> _Your assignment_
With the pictures left aside, write out the entries that follow exactly.

[Stored data]
____________________

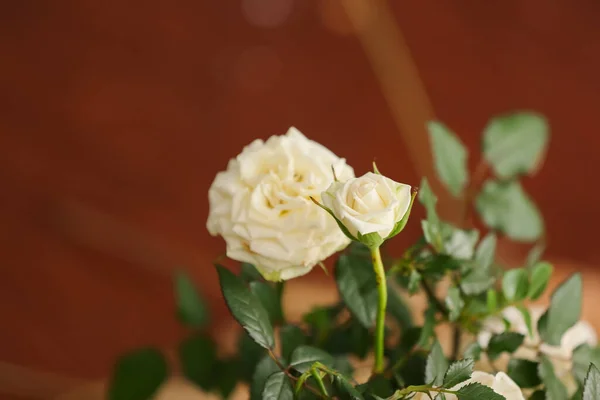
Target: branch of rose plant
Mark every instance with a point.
(292, 377)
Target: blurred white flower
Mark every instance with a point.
(261, 205)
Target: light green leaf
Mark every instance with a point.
(515, 284)
(246, 308)
(264, 369)
(397, 308)
(305, 356)
(515, 144)
(436, 367)
(291, 337)
(454, 303)
(555, 390)
(190, 308)
(198, 358)
(459, 371)
(138, 375)
(540, 276)
(504, 342)
(564, 310)
(591, 387)
(269, 299)
(450, 157)
(506, 207)
(524, 372)
(477, 391)
(357, 285)
(278, 387)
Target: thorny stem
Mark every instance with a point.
(382, 302)
(292, 377)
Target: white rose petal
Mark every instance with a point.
(500, 383)
(261, 205)
(372, 203)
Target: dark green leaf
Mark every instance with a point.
(138, 375)
(246, 308)
(305, 356)
(450, 157)
(437, 364)
(198, 358)
(264, 369)
(291, 337)
(454, 303)
(250, 354)
(278, 387)
(398, 309)
(477, 391)
(506, 207)
(473, 351)
(269, 299)
(190, 307)
(555, 390)
(524, 372)
(249, 273)
(358, 288)
(515, 144)
(459, 371)
(504, 342)
(540, 276)
(345, 390)
(591, 387)
(515, 284)
(564, 310)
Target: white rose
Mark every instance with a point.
(372, 203)
(261, 205)
(560, 356)
(500, 383)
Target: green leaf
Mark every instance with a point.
(138, 375)
(524, 372)
(555, 390)
(249, 273)
(291, 337)
(198, 358)
(591, 387)
(357, 284)
(345, 390)
(477, 391)
(504, 342)
(514, 144)
(515, 284)
(246, 308)
(264, 369)
(564, 310)
(454, 303)
(397, 308)
(437, 364)
(450, 157)
(459, 371)
(190, 308)
(305, 356)
(506, 207)
(269, 299)
(473, 351)
(250, 354)
(540, 276)
(278, 387)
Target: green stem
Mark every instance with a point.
(380, 324)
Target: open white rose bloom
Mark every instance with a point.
(500, 383)
(560, 356)
(370, 204)
(261, 205)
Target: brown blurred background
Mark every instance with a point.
(116, 115)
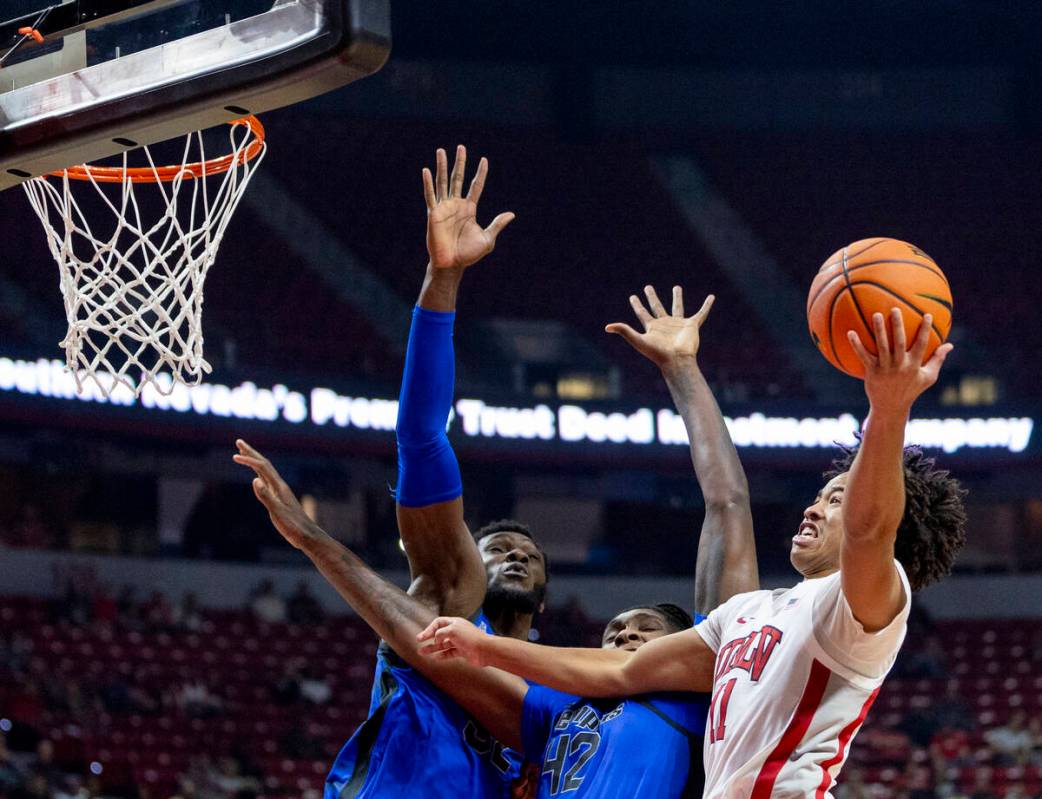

____________________

> _Expected output_
Target: branch of rose plant
Mark every instance with a point.
(292, 377)
Target: blurred white flower
Mark every instance with a point.
(261, 205)
Target: light green leaf
Mark every instance with a point.
(515, 284)
(246, 308)
(264, 369)
(397, 308)
(305, 356)
(515, 144)
(436, 367)
(291, 337)
(454, 303)
(555, 390)
(190, 308)
(198, 358)
(459, 371)
(138, 375)
(540, 276)
(504, 342)
(564, 310)
(591, 387)
(269, 299)
(450, 157)
(506, 207)
(524, 372)
(477, 391)
(357, 285)
(278, 387)
Target: thorny stem
Mark every instance with a point.
(382, 302)
(292, 377)
Target: white rose petal
Mark every instance with a point.
(500, 383)
(261, 205)
(372, 203)
Target: dark green leaf
Mark every instance with a point.
(138, 375)
(246, 308)
(305, 356)
(450, 157)
(437, 364)
(198, 358)
(264, 369)
(291, 337)
(454, 303)
(250, 354)
(278, 387)
(398, 309)
(477, 391)
(506, 207)
(473, 351)
(269, 299)
(190, 307)
(555, 390)
(524, 372)
(249, 273)
(358, 288)
(515, 144)
(459, 371)
(504, 342)
(540, 276)
(345, 390)
(591, 387)
(515, 284)
(564, 310)
Target: white rose
Mark every instance with a point.
(372, 203)
(261, 205)
(560, 356)
(500, 383)
Target: green leaf
Mark every instance with a point.
(138, 375)
(524, 372)
(555, 390)
(249, 273)
(291, 337)
(198, 358)
(591, 387)
(357, 284)
(345, 390)
(477, 391)
(504, 342)
(514, 144)
(515, 284)
(246, 308)
(264, 369)
(564, 310)
(454, 303)
(397, 308)
(437, 364)
(450, 157)
(459, 371)
(190, 308)
(305, 356)
(506, 207)
(269, 299)
(473, 351)
(250, 354)
(540, 276)
(278, 387)
Target: green stem
Mark every instance with a point.
(380, 324)
Target: open white rose bloom
Mark every instance with a point.
(500, 383)
(560, 356)
(370, 204)
(261, 205)
Target: brown blurred background
Mark every instance with a point.
(116, 115)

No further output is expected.